[BEGIN Excerpted text]

Meghdoot Movie Review: Rahat Mahajan’s ‘Meghdoot - The Cloud Messenger’ is a beautifully imagined tale of a love that transcends time

24-02-2023
Rahat Mahajan
The actors don't give performances in the way actors usually do. They enact a series of still lifes, while the "acting" is left to the Theyyam, Kudiyattam and Kathakali dancers.
Meghdoot Movie Review

Meghdoot Movie Cast & Crew

Production : Mahamudra Collective,Sanjay Singh Films
Director : Rahat Mahajan
Music Director : Nikhel Kumar Mahajan

The simplest way to describe Rahat Mahajan's Meghdoot (The Cloud Messenger) is as a timeless love story, and the film's biggest achievement is that it keeps us adrift in this sense of… timelessness. From the colours to the locales, from the micro-directed gestures and performances to the runic dialogues – everything seems both ageless and of our age. It is elemental. Take the love story between Tarini and Jaivardhan from centuries ago. The screen is painted in earth colours of orange and brown. And when we see the same pair reincarnated in the modern day, in a posh residential school, the uniforms are blue: we get sky colours. And both segments are awash with water, whether a river or a swimming pool. There's a tangential reference to the Kalidasa epic of the same name, where a yaksha was separated from his wife. This Meghdoot is suffused with a similar sense of longing.

This is Rahat's debut feature. It was in the competition section at the International Film Festival of Rotterdam in 2022, and like Rishab Shetty's more mainstream Kantara, it allows ancient performance-art forms to coexist with something as modern as cinema. The narrator as well as the villain of the piece, the demon keeping the lovers apart, are played by Theyyam, Kudiyattam and Kathakali artists. For a "love story", not much is spoken about the emotions. The film is after more abstract effects – say, how the simplicity of the uniforms in the boarding school at the foot of the Himalayas clashes beautifully with the elaborately painted and costumed bodies of the dancers. Or how both Jaivardhan-s, across time, end up being "punished" – the older version by being banished and the younger reincarnation by facing physical forms of discipline after earning the wrath of his teachers.

[END Excerpted text]
[BEGIN Dataset excerpt]

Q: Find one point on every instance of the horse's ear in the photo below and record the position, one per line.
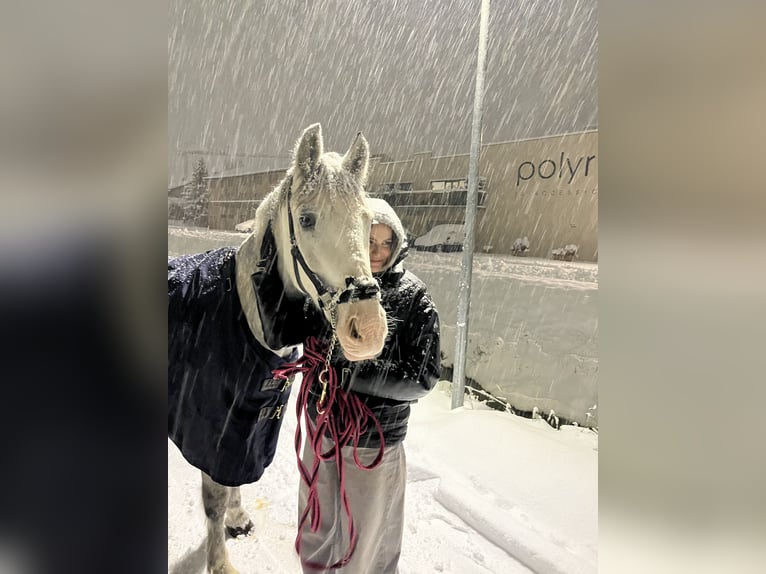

[END Dataset excerpt]

# [Stated task A]
Print the Meghdoot review word for word, starting at "The simplest way" and ending at "sense of longing.".
# [Stated task B]
Continue the Meghdoot film review from the point where it stops.
The listing has nothing to do with what comes next.

# [Exercise response A]
The simplest way to describe Rahat Mahajan's Meghdoot (The Cloud Messenger) is as a timeless love story, and the film's biggest achievement is that it keeps us adrift in this sense of… timelessness. From the colours to the locales, from the micro-directed gestures and performances to the runic dialogues – everything seems both ageless and of our age. It is elemental. Take the love story between Tarini and Jaivardhan from centuries ago. The screen is painted in earth colours of orange and brown. And when we see the same pair reincarnated in the modern day, in a posh residential school, the uniforms are blue: we get sky colours. And both segments are awash with water, whether a river or a swimming pool. There's a tangential reference to the Kalidasa epic of the same name, where a yaksha was separated from his wife. This Meghdoot is suffused with a similar sense of longing.

# [Exercise response B]
The element of destiny works its way into the modern day, too. A master photographer (Raj Zutshi) comes to the school to conduct a workshop. The way he pairs up students involves bits of string. Students who end up holding opposite ends of the same string will form a team. Tarini and Jaivardhan, thus, end up being (quite literally) tied together – and you wonder if the string is just a string, or the thread of togetherness and separation that has followed them across time. Ritvik Tyagi plays the reincarnated Jaivardhan and Ahalya Shetty plays his Tarini. Like the other actors, they don't give performances in the way that actors usually do. They enact a series of still lifes, while the "acting" is left to the Theyyam, Kudiyattam and Kathakali dancers. Even while doing something as physical as crashing his body against a locked door, Ritvik Tyagi comes across as doing something more primal than just "emoting". Sometimes, like when the entire school wails over a tragedy, the sound is suppressed for a while – making the students seem like performance artists themselves.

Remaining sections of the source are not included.